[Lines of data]
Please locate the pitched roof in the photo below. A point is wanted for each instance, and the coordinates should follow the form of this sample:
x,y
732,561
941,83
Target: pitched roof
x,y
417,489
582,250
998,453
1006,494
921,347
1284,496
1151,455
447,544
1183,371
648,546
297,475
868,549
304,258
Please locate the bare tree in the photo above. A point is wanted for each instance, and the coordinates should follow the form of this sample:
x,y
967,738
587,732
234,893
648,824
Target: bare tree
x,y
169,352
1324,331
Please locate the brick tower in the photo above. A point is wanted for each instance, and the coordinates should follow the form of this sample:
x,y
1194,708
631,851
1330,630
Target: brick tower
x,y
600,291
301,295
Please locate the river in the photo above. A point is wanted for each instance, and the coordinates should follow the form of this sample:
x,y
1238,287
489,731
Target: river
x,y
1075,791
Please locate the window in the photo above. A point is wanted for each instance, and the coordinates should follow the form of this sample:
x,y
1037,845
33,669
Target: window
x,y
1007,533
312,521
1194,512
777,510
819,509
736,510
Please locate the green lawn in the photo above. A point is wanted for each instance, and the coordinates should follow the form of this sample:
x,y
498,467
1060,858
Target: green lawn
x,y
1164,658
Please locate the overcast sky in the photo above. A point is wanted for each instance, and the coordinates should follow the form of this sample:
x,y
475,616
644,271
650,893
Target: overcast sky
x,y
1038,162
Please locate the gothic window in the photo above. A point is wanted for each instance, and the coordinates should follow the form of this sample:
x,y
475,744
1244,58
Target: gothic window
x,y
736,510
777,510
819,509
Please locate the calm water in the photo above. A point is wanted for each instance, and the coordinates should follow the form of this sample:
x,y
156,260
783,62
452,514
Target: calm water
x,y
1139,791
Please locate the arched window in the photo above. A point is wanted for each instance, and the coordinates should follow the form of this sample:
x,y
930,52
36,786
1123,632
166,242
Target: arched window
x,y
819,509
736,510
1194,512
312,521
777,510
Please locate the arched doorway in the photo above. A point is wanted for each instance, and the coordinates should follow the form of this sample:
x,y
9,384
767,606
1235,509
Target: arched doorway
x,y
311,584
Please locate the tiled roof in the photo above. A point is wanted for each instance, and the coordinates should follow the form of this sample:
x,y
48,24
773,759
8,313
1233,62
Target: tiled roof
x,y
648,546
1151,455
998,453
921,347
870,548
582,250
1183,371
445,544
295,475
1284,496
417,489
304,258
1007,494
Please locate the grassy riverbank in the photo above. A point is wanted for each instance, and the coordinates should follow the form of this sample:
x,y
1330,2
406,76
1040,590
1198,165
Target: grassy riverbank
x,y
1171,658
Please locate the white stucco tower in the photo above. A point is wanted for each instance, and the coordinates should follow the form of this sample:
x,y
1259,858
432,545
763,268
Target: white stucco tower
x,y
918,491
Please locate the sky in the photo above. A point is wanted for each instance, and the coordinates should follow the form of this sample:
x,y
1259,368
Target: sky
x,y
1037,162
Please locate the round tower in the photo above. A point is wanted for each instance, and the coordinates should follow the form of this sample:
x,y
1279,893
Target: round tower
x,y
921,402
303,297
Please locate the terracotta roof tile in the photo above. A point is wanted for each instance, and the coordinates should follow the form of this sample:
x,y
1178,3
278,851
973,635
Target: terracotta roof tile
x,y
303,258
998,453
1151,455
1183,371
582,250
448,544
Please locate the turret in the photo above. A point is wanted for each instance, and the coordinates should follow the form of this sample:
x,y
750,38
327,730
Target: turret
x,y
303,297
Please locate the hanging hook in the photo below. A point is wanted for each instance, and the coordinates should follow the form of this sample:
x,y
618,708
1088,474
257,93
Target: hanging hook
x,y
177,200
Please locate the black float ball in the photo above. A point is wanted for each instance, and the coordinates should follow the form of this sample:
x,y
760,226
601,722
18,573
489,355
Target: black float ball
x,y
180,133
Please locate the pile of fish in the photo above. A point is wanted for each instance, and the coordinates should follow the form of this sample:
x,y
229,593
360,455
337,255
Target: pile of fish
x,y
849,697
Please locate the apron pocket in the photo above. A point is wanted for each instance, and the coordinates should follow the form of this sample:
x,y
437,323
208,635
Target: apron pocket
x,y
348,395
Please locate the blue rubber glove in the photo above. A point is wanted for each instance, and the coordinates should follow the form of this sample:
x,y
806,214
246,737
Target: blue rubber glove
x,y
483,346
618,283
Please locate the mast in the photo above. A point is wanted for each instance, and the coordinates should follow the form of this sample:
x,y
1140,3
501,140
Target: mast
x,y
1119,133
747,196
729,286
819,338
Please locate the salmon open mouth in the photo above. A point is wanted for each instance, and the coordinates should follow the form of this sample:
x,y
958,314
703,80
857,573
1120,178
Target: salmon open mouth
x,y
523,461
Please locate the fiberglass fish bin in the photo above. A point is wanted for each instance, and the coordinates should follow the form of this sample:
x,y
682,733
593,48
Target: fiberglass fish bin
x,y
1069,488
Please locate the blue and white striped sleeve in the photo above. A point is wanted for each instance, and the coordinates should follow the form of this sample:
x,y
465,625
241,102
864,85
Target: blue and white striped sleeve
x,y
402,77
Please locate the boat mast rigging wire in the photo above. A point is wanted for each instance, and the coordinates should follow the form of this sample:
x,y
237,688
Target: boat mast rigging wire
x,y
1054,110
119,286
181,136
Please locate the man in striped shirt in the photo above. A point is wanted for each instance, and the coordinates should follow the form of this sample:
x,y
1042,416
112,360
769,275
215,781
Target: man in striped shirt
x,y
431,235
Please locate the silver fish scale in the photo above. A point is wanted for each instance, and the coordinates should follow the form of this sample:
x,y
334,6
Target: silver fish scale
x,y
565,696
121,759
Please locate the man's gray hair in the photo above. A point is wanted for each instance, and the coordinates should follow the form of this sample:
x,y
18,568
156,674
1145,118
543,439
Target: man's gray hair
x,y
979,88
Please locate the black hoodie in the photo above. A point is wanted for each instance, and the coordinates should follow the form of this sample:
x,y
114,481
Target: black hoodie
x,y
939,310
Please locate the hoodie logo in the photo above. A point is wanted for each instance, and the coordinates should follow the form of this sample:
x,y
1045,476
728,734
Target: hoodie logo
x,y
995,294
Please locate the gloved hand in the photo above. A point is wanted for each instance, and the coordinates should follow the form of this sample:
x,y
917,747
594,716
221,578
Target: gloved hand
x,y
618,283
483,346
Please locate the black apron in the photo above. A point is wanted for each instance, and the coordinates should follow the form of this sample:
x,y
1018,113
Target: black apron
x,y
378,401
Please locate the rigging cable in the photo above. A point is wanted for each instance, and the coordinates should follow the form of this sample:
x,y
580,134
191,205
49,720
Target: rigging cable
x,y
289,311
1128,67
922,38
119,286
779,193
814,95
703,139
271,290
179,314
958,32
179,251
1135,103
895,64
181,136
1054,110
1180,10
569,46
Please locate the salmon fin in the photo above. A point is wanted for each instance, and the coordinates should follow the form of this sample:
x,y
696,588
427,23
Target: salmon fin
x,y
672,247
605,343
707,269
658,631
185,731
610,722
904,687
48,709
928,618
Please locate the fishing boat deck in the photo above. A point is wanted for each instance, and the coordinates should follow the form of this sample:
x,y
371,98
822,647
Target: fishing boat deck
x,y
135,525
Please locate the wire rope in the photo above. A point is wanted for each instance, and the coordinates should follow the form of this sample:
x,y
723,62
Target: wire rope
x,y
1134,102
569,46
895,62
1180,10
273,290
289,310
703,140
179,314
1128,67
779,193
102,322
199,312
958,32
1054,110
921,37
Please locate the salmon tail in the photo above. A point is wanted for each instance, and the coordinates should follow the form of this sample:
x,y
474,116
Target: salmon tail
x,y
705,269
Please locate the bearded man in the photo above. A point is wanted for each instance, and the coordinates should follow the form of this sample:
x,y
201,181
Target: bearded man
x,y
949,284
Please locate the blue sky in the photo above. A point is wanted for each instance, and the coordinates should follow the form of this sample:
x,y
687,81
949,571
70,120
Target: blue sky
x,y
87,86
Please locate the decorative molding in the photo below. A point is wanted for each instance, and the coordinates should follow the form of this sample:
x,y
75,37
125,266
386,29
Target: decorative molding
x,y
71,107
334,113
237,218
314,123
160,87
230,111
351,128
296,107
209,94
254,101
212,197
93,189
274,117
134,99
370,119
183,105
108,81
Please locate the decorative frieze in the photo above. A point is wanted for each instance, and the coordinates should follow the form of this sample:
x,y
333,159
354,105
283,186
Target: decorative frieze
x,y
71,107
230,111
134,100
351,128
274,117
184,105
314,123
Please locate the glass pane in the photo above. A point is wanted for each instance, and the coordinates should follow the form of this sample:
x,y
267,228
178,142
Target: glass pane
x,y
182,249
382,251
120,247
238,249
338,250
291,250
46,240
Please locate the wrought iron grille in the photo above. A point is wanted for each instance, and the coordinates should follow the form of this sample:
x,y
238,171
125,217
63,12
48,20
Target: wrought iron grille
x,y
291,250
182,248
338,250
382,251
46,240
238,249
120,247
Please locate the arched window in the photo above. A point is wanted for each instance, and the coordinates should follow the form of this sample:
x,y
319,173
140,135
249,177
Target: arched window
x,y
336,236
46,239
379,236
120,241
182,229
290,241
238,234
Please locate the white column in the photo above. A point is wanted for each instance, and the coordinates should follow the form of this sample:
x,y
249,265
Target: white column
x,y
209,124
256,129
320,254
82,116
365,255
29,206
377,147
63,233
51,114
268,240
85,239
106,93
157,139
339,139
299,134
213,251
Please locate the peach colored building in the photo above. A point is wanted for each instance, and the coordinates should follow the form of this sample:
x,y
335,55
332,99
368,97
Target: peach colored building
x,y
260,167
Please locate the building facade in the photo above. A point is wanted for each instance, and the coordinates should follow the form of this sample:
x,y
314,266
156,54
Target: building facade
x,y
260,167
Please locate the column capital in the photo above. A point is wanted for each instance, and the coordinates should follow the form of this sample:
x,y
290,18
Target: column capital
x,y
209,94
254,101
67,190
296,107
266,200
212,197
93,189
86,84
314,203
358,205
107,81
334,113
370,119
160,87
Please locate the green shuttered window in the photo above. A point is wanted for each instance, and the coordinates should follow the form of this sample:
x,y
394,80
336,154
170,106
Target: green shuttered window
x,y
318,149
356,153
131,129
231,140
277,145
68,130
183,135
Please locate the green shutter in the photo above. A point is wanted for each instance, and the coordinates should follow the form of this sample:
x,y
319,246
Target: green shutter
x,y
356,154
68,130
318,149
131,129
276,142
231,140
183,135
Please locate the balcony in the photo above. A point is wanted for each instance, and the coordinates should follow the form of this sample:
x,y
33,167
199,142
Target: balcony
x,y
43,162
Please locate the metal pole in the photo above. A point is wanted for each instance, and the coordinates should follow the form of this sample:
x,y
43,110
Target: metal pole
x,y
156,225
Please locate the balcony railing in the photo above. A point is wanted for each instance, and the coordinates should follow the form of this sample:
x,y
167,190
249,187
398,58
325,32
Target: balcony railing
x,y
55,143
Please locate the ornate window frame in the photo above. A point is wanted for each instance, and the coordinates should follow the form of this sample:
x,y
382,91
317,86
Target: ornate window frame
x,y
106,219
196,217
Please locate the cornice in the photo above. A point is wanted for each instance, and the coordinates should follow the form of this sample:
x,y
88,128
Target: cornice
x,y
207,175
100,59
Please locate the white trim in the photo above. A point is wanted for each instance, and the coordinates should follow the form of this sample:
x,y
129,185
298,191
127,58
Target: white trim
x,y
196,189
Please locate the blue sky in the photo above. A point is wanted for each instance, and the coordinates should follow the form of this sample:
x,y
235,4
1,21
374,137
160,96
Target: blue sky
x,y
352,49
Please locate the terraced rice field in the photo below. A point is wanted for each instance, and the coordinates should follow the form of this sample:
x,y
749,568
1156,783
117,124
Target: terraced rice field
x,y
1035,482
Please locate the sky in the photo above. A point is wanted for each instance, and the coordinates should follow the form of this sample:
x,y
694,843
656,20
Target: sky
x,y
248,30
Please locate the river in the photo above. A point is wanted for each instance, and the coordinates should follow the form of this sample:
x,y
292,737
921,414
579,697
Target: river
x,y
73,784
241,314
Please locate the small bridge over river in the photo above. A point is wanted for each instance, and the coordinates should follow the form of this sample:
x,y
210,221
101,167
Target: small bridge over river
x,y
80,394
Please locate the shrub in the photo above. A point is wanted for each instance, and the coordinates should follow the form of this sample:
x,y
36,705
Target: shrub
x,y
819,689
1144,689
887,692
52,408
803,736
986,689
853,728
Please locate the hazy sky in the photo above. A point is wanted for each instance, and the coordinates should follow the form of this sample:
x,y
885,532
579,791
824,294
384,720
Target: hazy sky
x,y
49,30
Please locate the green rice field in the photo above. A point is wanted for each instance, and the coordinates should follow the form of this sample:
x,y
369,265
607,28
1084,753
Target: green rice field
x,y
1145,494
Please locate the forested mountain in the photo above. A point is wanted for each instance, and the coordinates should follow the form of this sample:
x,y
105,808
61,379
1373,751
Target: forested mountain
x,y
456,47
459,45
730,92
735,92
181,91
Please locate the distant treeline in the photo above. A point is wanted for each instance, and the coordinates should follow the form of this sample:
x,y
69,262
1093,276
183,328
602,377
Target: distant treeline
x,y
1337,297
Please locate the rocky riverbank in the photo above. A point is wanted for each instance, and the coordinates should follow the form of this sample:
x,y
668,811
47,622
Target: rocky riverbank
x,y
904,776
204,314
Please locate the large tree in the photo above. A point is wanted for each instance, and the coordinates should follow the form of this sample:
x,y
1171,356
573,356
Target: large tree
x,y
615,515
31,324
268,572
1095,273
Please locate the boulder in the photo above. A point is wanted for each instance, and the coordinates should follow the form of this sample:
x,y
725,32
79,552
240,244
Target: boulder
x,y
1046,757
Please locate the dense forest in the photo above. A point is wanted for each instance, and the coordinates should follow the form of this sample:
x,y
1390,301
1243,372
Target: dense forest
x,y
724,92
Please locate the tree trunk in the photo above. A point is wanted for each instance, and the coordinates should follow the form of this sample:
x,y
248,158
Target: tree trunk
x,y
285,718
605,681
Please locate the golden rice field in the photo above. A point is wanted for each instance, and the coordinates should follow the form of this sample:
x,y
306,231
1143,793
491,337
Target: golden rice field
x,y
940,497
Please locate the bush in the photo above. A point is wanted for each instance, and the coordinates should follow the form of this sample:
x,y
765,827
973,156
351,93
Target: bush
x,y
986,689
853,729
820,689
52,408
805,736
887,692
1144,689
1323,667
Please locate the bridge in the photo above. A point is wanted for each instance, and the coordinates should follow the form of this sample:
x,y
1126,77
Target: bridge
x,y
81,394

[Goal]
Reproduce only the lines running from the one that contains "Please locate the bush" to the last line of the records.

[Solution for this task]
Please locate the bush in the photo above. A point is wanted for each instance, and the coordinates should follow the form of this sample:
x,y
765,827
973,156
351,93
Target: bush
x,y
986,689
853,729
820,689
52,408
805,736
887,692
1144,689
1323,667
Please locate the bridge in the photo above. A point is wanted for each instance, and the coordinates should follow the form of this sample:
x,y
1126,77
Target: bridge
x,y
81,394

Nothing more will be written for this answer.